• **Task list**
• A. From the road-hazard warning text, quote the passage between "BACKGROUND OF THE" and "the road condition.", inclusive.
• B. In the road-hazard warning text, what kind of routing protocols are commonly used to extend the reach of warning messages?
Start of Text excerpt
A method for providing messages indicating potential hazardous road conditions using a wireless communications network. Vehicles using the network include sensors that are able to detect various potentially hazardous road conditions, such as rain, fog, icy road conditions, traffic congestion, etc. A plurality of vehicles that detect a specific road condition provide a confidence value that the condition exists. The confidence value is then aggregated by the vehicles with the confidence value of the detected condition from the other vehicles to provide an aggregated result that identifies the probability that the detected road condition is occurring. The aggregated result is then transmitted to other vehicles approaching the road condition, possibly in a multi-hop manner. Alternately, the confidence value from all of the vehicles that detect the condition can be transmitted to approaching vehicles who will provide the aggregated result identifying the potential that the condition exists.

Description

BACKGROUND OF THE INVENTION

1. Field of the Invention

This invention relates generally to a system and method for warning vehicle drivers of potential hazardous road conditions and, more particularly, to a system and method for warning vehicle drivers of potential hazardous road conditions that uses a vehicle-to-vehicle communications system and in-vehicle sensors, where the sensors detect the hazardous road conditions and the probability of the detected condition from a vehicle is aggregated with the probability of the detected condition from other vehicles to provide a distributed aggregation operator that is transmitted to vehicles approaching the road condition.

2. Discussion of the Related Art

Traffic accidents and roadway congestion are significant problems for vehicle travel. Providing continuous traffic information to a vehicle driver is available in today's vehicles through, for example, XM radio or wireless Internet. One of the challenges in current traffic information systems is that the information is not in real-time, which means that there may be a considerable delay between collecting the traffic information and presenting it to a particular vehicle driver where sometimes the information may be outdated or misleading.

Vehicular ad-hoc network based active safety and driver assistance systems allow a wireless vehicle communications system to transmit messages to other vehicles in a particular area with warning messages about driving conditions. In these systems, multi-hop geocast routing protocols, known to those skilled in the art, are commonly used to extend the reachability of the warning messages, i.e., to deliver active messages to vehicles that may be a few kilometers away, as a one-time multi-hop transmission process. In other words, an initial message advising drivers of a certain situation is transferred from vehicle to vehicle using the geocast routing protocol so that relevant vehicles a significant distance away will receive the messages where one vehicle's direct transmission range is typically relatively short.

Vehicle-to-vehicle (V2V) and vehicle-to-infrastructure (V2X) applications require a minimum of one entity to send information to another entity. For example, many vehicle-to-vehicle safety applications can be executed on one vehicle by simply receiving broadcast messages from a neighboring vehicle. These messages are not directed to any specific vehicle, but are meant to be shared with a vehicle population to support the safety application. In these types of applications where collision avoidance is desirable, as two or more vehicles talk to each other and a collision becomes probable, the vehicle systems can warn the vehicle drivers, or possibly take evasive action for the driver, such as applying the brakes. Likewise, traffic control units can observe the broadcast of information and generate statistics on traffic flow through a given intersection or roadway.
End of Text excerpt
Start of Data excerpt
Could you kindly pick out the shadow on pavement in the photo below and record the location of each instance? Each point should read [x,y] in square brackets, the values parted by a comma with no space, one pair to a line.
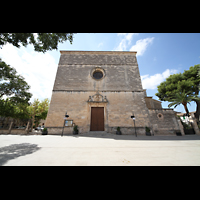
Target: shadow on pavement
[139,137]
[16,150]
End of Data excerpt
• **The responses**
• A.
BACKGROUND OF THE INVENTION

1. Field of the Invention

This invention relates generally to a system and method for warning vehicle drivers of potential hazardous road conditions and, more particularly, to a system and method for warning vehicle drivers of potential hazardous road conditions that uses a vehicle-to-vehicle communications system and in-vehicle sensors, where the sensors detect the hazardous road conditions and the probability of the detected condition from a vehicle is aggregated with the probability of the detected condition from other vehicles to provide a distributed aggregation operator that is transmitted to vehicles approaching the road condition.

• B. Multi-hop geocast routing protocols.